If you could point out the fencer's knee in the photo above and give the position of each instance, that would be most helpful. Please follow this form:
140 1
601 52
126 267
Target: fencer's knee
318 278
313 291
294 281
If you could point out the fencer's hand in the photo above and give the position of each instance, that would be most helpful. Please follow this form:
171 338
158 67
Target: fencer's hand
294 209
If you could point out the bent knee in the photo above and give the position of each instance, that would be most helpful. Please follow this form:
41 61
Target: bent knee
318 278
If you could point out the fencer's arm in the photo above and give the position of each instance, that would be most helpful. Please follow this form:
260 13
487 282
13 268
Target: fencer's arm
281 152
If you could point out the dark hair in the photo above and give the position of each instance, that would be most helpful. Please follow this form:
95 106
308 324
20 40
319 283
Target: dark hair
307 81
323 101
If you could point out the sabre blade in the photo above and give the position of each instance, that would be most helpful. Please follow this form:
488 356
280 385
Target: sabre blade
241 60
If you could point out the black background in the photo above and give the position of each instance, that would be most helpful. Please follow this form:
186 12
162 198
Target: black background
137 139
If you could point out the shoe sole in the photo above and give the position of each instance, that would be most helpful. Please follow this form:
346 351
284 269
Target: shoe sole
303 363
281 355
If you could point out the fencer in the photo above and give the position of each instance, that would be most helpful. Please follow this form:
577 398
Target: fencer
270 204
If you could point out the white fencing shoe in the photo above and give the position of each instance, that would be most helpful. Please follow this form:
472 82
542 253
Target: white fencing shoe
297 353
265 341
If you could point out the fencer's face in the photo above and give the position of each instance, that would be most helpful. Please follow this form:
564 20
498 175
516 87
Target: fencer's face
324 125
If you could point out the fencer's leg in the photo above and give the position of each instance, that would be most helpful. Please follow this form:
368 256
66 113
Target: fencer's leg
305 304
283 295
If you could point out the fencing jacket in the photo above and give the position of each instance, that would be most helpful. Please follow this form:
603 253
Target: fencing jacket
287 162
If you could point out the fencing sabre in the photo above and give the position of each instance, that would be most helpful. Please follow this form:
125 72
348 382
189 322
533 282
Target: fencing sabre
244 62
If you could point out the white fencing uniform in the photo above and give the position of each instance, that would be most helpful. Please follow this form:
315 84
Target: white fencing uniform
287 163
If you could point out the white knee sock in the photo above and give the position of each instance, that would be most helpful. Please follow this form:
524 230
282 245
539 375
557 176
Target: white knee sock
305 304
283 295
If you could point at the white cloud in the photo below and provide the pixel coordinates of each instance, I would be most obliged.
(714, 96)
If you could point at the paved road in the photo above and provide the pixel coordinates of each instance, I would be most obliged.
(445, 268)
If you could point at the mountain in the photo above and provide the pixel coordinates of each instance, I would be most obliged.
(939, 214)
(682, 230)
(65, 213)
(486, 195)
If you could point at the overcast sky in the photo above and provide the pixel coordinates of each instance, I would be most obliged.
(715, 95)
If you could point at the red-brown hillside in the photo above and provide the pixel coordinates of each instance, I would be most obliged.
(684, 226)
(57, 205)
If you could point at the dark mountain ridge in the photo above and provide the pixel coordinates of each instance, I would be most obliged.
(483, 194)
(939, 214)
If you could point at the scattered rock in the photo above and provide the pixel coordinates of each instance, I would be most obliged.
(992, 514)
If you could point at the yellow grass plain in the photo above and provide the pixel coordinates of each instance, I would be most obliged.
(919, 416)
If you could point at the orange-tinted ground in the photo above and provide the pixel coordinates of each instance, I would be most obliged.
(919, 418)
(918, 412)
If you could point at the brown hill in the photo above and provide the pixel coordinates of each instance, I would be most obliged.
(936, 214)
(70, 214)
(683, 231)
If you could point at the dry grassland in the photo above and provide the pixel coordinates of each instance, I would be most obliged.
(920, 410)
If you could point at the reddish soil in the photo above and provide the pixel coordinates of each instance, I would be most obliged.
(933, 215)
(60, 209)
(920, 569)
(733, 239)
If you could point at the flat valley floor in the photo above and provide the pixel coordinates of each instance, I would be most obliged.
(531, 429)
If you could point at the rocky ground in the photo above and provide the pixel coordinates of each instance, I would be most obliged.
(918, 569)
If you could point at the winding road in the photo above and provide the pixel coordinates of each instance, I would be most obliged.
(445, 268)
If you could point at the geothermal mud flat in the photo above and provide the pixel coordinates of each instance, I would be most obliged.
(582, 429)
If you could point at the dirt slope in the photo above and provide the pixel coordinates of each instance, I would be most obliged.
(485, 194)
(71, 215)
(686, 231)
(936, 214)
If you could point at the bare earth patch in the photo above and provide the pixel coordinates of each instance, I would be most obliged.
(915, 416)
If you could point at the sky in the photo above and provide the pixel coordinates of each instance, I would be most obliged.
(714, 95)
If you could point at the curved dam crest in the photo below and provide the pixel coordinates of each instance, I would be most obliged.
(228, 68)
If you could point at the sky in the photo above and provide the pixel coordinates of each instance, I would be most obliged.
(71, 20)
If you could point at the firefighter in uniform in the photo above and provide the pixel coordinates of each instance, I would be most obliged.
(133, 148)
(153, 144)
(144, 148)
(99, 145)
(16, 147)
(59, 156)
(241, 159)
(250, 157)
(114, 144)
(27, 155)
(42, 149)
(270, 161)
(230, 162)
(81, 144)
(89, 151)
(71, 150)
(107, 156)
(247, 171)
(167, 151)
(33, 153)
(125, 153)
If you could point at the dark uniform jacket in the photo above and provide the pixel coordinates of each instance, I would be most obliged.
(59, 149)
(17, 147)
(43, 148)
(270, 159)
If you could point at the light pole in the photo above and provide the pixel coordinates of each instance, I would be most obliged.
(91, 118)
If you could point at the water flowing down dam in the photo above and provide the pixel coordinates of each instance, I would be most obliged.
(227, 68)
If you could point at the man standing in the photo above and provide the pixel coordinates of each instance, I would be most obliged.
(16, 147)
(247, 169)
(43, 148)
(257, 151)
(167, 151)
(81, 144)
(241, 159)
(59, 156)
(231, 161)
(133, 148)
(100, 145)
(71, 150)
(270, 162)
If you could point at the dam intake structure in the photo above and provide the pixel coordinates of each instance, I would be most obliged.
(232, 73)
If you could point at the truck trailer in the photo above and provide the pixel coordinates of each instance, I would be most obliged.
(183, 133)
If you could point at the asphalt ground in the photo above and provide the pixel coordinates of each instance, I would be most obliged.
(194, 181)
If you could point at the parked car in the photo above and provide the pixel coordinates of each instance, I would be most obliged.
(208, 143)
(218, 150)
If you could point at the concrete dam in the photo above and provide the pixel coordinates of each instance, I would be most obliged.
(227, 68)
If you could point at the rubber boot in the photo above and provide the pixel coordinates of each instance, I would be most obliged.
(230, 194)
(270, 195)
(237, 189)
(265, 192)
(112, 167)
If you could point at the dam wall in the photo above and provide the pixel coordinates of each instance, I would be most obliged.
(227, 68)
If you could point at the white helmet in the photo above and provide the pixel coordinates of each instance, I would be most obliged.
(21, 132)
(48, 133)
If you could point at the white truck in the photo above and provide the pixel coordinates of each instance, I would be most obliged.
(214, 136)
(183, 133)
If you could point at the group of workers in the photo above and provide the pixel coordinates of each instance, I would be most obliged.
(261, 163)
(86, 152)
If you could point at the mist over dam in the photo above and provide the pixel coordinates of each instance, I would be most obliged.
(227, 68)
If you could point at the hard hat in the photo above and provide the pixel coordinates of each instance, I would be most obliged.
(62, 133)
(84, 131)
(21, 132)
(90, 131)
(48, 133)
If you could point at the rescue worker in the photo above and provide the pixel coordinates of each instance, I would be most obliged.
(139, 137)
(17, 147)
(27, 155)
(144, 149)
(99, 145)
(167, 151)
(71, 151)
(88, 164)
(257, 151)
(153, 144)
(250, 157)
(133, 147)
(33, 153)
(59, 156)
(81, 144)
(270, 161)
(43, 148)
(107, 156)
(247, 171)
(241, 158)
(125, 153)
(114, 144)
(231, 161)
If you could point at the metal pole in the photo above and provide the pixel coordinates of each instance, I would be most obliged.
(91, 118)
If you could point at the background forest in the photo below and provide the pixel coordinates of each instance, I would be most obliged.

--------

### WHAT NEEDS TO BE DONE
Every line from the one containing "If you could point at the hard" through the final line of the data above is to be restated word for word, and nothing more.

### ANSWER BELOW
If you could point at the hard hat in the photo above and provide the pixel coordinates of each instance, I would be most obliged.
(62, 133)
(84, 131)
(21, 132)
(90, 131)
(48, 133)
If you could point at the rescue worker in the photo above and provide the pixel coordinates of each instance, I would be most obliged.
(139, 137)
(17, 147)
(27, 155)
(144, 149)
(99, 145)
(167, 151)
(71, 151)
(88, 164)
(257, 151)
(153, 144)
(250, 157)
(133, 147)
(33, 153)
(59, 156)
(81, 144)
(270, 161)
(43, 148)
(107, 156)
(247, 171)
(241, 158)
(125, 153)
(114, 144)
(231, 161)
If you could point at the metal pole in the photo above and provide the pixel coordinates of each instance, I would be most obliged.
(91, 118)
If you could point at the background forest in the photo below and provide the pixel coordinates of each instance, I would be most obliged.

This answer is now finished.